Instructions to follow |
Your answer must be an exact copy of the records below, minus the pictures.

Dataset entries |
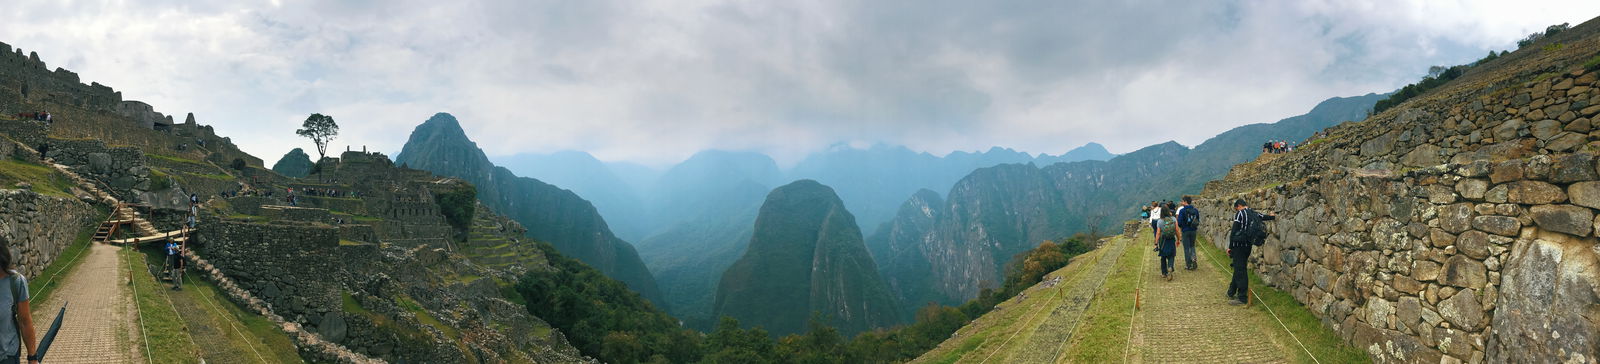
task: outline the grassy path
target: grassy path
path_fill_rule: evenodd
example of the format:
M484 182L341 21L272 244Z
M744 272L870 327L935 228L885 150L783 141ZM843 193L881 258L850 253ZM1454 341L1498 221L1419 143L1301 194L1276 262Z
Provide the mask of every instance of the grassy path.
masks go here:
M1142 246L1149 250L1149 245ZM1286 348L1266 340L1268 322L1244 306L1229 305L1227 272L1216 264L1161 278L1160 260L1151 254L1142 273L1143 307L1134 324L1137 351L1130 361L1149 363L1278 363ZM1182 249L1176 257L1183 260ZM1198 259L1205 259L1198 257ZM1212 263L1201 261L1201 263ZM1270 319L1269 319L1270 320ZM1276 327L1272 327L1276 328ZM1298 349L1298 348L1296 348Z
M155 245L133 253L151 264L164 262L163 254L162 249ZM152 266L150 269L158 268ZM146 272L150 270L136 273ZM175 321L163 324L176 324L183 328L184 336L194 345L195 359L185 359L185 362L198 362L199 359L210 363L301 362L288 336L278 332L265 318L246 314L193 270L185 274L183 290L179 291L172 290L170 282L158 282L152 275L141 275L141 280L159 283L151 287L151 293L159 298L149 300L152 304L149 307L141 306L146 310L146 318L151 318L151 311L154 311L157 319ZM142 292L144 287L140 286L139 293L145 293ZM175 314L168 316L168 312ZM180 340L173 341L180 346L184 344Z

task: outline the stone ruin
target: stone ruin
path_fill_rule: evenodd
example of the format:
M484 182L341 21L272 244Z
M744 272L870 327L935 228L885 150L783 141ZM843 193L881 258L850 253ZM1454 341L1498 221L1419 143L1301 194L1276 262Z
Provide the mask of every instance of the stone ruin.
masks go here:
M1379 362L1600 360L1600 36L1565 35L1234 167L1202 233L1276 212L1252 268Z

Solution to the exercise |
task: outline the grassy path
target: grassy path
path_fill_rule: evenodd
example of the format:
M484 182L341 21L272 244Z
M744 272L870 327L935 228L885 150L783 141ZM843 193L881 258L850 253ZM1454 341L1498 221L1419 143L1301 194L1276 262Z
Provide the mask of every instance of the grassy path.
masks go here:
M1142 246L1149 250L1149 245ZM1286 348L1266 340L1268 322L1244 306L1229 305L1227 272L1216 264L1161 278L1160 260L1151 254L1142 273L1143 307L1134 324L1137 351L1130 361L1149 363L1278 363ZM1182 249L1176 257L1183 260ZM1198 259L1205 259L1198 257ZM1212 263L1201 261L1201 263ZM1270 319L1269 319L1270 320ZM1276 327L1272 327L1276 328ZM1298 349L1298 348L1296 348Z
M155 245L133 253L151 264L164 262L163 254L162 249ZM152 266L150 269L158 268ZM146 272L150 270L136 273ZM175 321L163 324L176 324L183 328L184 336L194 345L195 359L185 359L185 362L198 362L199 359L210 363L301 362L288 336L278 332L265 318L246 314L193 270L185 274L183 290L179 291L172 290L170 282L158 282L152 275L141 275L141 280L159 283L151 287L151 293L159 298L149 300L152 304L149 307L141 306L146 310L146 318L151 318L151 311L154 311L157 319ZM142 292L144 287L140 286L139 293L145 293ZM175 314L168 316L168 312ZM180 340L173 341L180 346L184 344Z

task: outline the stone ruin
target: stone ruin
path_fill_rule: evenodd
example of the format:
M484 182L341 21L272 244Z
M744 272L870 327L935 228L885 150L783 141ZM843 193L881 258L850 253ZM1454 341L1498 221L1419 143L1301 194L1276 262Z
Provide the mask of every instance of the stone ruin.
masks go here:
M1379 362L1600 360L1600 36L1565 35L1234 167L1202 233L1276 212L1252 268Z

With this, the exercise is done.